● **EXCERPT PROVIDED**
......
The first room wasn’t bad, it was wide open and there were a lot of people standing and watching some lunatic scream about how we were all doomed and would never return. I tried to make some jokes to ease my nerves, but they came out as ramblings that no one could hear over the booming noise. Seconds later, we were being ushered, around the corner to a series of doors with a few dozen other groups. At first I was happy thinking we’d be going through with dozens of people, but that was ruined the second I saw each group being broken up into small sections in front of separate doors. Oh boy.
When our door opened, we were crammed into a tiny elevator type room. Squished against each other and the walls, the lights went out, noise started, the room shook and an electronic voice started rambling stuff off about our impending doom. A light sweat started to creep over my body, my breath quickened. I was comfortable in this small room, I had a wall against my back and people in front of me, I felt safe, but I knew we would all too soon be thrust out of it, or that one of the walls would give away making me scream like a little girl. And of course, I was right. One of the walls shot away, I screamed and we were pushed out into a hallway, there was no one else around (where did the other groups go?).
From this point on, the next forty minutes were probably the most stressful in my life. I spent the entire time hunched over with my arms tucked into my chest in some sort of defense pose. How this protected me, I don’t know, really all it did was make my back sore the next day. In addition to this odd position, I started to sweat. And when I say sweat, I’m talking fat man in the middle of the desert wearing a parka sweat. I was drenched from head to toe and it took me two hours to dry off afterward. At least I learned something about myself, when I’m scared poopless my body defends itself by curling up in a ball and spraying sweat at its attackers. How this will ever help me, I do not know.
Most of the time I was too terrified to really spend any sort of time looking at what was going on. I kept my eyes on the floor, making sure to follow the feet in front of me and one hand always on the girl I made walk before me so she couldn’t disappear. Even with my reluctance to look, I was still amazed at this haunted house. It was flat out incredible. Every other house I have ever been into had bright exit signs ruining the illusion, as well as ushers keeping you on path. Not Erebus, no sir. There were NO exit signs, NO employees standing there telling you to move on and NO guide lights. When I say no lights, I mean absolute, pitch black in some areas, freaking scary. Things jumped out of everywhere, which is expected in a haunted house, but there were tons of things that were not expected. For one, I was not expecting to have to crawl through areas or to be standing in a corner of a room and then having the wall spin around leaving me separated from my group (I think that was the closest I came to peeing). There were also some amazing things like a room you had to literally push your way through and another area that they lock you in and bury you alive… seriously. The worst part about the experience… things touch you. I always remember telling myself as a child, at least they can’t touch me, they won’t touch me. Not here, nope, bodies get throw and land on you, you have to walk through rooms of hanging corpses, giant flying monsters reach down from the ceiling and grab you, animatronic dogs shoot out from the dark and almost trip you, dinosaurs pin you against the wall and even giant meat grinders force you out of a room. The “no touching” rule was out of the window and when I realized this, it made it all the more stressful. There were a ton of other amazing scares, I could write another fifty pages about this experience, but I don’t want to tell too much in case you ever go there, which you should!
......
● **EXTRACTED DATA**
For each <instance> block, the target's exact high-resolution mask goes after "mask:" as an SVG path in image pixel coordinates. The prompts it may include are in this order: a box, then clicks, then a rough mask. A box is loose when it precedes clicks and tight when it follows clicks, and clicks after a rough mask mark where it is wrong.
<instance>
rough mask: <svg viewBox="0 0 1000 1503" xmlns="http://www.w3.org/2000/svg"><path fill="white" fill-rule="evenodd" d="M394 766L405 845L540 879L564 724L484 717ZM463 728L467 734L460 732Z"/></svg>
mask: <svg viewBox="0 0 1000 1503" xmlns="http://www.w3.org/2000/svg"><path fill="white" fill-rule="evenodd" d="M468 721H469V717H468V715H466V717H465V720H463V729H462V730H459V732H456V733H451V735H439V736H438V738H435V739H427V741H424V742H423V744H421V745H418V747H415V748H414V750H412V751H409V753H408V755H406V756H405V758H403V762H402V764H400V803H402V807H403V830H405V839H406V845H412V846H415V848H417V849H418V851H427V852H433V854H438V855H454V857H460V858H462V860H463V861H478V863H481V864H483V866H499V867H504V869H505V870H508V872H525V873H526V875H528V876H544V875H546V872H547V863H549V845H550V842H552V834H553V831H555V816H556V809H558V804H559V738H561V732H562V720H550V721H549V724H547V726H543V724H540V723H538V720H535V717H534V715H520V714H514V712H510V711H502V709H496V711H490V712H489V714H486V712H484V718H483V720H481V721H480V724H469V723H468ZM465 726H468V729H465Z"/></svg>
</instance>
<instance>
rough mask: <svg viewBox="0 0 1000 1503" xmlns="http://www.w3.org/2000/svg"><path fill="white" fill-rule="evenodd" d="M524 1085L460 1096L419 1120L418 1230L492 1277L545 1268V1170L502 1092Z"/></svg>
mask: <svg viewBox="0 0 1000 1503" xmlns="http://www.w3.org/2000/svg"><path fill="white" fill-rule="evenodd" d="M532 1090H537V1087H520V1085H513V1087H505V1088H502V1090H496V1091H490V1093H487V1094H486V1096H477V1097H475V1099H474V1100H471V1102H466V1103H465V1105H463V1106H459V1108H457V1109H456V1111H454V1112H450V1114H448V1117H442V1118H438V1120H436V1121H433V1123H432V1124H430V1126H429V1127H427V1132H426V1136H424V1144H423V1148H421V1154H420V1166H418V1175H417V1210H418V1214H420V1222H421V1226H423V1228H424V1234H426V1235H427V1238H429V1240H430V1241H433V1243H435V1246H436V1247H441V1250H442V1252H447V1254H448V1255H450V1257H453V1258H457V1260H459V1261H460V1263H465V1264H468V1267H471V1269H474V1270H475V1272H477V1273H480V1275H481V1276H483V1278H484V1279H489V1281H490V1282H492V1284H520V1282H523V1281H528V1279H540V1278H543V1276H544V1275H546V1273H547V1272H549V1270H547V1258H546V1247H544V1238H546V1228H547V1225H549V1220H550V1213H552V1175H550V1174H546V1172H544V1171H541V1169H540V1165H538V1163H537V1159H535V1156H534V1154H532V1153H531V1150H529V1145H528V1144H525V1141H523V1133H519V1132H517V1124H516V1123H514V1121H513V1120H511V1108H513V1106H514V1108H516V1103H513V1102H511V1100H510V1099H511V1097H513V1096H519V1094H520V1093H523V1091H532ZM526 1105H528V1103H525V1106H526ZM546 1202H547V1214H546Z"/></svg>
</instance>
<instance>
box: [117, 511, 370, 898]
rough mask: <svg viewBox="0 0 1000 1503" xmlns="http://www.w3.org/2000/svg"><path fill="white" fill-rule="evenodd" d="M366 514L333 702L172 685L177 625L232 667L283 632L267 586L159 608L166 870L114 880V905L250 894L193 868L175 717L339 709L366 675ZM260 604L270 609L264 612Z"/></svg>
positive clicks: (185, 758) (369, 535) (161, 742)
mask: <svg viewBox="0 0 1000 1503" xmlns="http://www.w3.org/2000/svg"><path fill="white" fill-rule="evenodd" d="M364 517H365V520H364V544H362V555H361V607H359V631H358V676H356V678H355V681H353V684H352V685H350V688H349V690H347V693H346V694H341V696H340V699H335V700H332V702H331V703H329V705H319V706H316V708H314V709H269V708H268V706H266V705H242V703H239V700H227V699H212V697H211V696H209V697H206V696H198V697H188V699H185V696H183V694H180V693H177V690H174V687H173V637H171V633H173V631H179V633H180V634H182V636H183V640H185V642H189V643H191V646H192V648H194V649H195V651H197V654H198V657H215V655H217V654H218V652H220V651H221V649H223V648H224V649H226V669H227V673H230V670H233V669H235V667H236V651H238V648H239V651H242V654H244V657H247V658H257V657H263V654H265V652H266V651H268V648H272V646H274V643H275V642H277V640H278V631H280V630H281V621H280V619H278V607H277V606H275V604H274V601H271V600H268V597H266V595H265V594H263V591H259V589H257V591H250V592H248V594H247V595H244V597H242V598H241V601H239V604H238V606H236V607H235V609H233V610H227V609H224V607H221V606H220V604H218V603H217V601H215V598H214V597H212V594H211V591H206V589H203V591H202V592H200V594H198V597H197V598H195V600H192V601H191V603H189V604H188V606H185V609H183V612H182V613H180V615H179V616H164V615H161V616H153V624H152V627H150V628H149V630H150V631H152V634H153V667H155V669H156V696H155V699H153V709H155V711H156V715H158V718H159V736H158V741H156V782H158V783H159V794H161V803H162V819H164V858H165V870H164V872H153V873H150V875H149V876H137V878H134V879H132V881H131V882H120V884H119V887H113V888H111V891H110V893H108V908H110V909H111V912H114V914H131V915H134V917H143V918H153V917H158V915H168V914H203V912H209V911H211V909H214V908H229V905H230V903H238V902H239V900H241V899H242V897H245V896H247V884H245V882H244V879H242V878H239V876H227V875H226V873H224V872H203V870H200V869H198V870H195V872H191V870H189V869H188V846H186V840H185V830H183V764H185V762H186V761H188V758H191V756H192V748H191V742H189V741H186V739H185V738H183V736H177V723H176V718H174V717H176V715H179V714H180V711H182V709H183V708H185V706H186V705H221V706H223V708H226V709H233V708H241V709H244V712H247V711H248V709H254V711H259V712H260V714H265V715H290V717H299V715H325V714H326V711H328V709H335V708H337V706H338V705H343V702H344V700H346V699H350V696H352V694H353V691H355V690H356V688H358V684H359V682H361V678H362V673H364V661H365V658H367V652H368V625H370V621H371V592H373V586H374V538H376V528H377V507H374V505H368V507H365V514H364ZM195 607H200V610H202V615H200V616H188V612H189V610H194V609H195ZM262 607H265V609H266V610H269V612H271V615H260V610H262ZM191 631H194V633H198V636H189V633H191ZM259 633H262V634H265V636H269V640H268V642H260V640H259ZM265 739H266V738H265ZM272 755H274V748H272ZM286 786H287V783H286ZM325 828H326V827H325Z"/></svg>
......
● **EXERCISE REQUIREMENTS**
1. In the haunted house account, how long did it take the writer to dry off afterward?
2. Write a continuation of the haunted house account, picking up right after its final sentence.

● **SOLVED TASKS**
1. Two hours.

2.
Of course, as I crouched and grabbed strangers for comfort, Kane walked behind me, standing straight up… laughing. The man didn’t jump once, he didn’t even flinch. And trust me, they all KNEW Kane was going through the house. They were even watching on security cameras and radioing each other to tell them when he was coming so they could really, really get him… yet he still didn’t even bat an eyelash. The sick bastard was enjoying the whole thing, especially watching me freak the hell out. Here I was sweating, curled up in a ball and practically crying while he looked like he was taking a walk through a park on a nice sunny day. Part of me couldn’t help but wonder if this was what the inside of Kane’s brain looked like, a constant haunted house.
In the end, while Erebus probably took about ten years off of my life and left me screaming like a little girl… it was an utterly amazing experience for a horror fan, hell it was a great experience for anyone. When I went through it a second time the next day (which I was again forced to), it wasn’t any easier. Even though I knew most of the scares, they still got me as they changed things up, so you can experience it over and over again and never have the same experience. It was incredible. Overall, I’m just proud that I didn’t make it on to their list of chickens… and most importantly, the list of people who sh*t themselves.